**WHAT TO PRODUCE:**
Reproduce every one of the entries below word for word, omitting the pictures.

**EXCERPTED RECORDS:**

------------

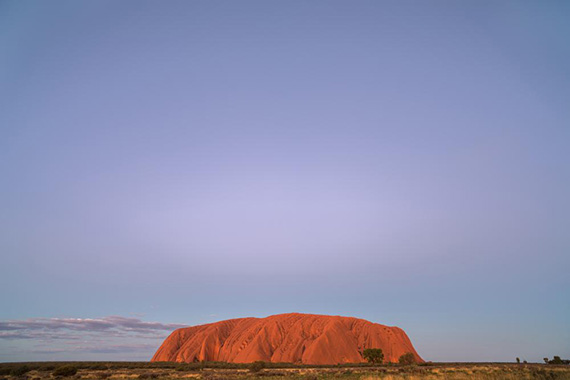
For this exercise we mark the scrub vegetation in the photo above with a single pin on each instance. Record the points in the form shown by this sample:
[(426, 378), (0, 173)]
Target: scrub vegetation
[(280, 371)]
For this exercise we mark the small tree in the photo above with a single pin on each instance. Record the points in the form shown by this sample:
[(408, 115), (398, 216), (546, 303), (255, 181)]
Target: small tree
[(373, 355), (407, 359), (556, 360)]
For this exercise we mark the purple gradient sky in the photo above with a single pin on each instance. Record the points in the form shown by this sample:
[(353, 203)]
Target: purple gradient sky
[(191, 161)]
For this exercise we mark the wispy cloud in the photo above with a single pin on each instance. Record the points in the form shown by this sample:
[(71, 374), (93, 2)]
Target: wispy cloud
[(84, 338), (110, 323)]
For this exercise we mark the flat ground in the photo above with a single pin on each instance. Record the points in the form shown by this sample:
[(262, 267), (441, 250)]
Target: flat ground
[(221, 371)]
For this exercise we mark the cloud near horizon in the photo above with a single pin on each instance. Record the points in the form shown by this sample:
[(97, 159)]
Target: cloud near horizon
[(111, 337)]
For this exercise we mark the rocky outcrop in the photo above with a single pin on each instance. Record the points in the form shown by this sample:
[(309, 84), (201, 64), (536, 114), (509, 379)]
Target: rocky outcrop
[(292, 338)]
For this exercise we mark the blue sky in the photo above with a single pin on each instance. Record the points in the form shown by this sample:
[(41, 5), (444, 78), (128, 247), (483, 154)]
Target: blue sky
[(183, 162)]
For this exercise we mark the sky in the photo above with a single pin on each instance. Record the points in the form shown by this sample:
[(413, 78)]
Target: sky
[(165, 164)]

------------

**ANSWER TO THIS TASK:**
For this exercise we mark the scrub vegetation in the photo above with a single pin on each instance. Record the points in the form shown by this sample:
[(426, 378), (0, 173)]
Target: scrub vegetation
[(280, 371)]
For this exercise we mark the small tree in the photo above with a single pin on each instance. Record the points in the form shown by this sample:
[(408, 115), (398, 216), (546, 303), (255, 181)]
Target: small tree
[(373, 355), (407, 359), (556, 360)]
For this exercise we mark the purple gradient sky in the photo above with a single pin on each instance. Record the points in the form shown by this sample:
[(353, 203)]
Target: purple gradient sky
[(191, 161)]
For this exercise we mark the wispy cloud in the photo above with a single pin on each instance. Record the points in the form shown by this sample:
[(71, 374), (93, 2)]
Target: wispy cloud
[(84, 338), (110, 323)]
For this exercise we mark the flat ground in the photo above with a single pin on each instance. Record the points in the form shown by this sample:
[(262, 267), (441, 250)]
Target: flat ground
[(221, 371)]
For this exercise we mark the cloud near horizon in the photo above with a single pin on each instance. Record the points in the form shown by this sample:
[(97, 159)]
Target: cloud near horizon
[(111, 337)]
For this exercise we mark the rocky outcrop in the photo above with a single pin on each instance. Record the points in the form shown by this sample:
[(309, 84), (201, 64), (536, 114), (509, 379)]
Target: rocky outcrop
[(292, 338)]
For this exercise we mark the blue sky in the photo above with a single pin on each instance. Record the points in the form shown by this sample:
[(41, 5), (444, 78), (128, 247), (483, 154)]
Target: blue sky
[(183, 162)]
For this exercise we mark the sky in the photo above with a single pin on each instance. Record the points in the form shown by this sample:
[(413, 78)]
Target: sky
[(165, 164)]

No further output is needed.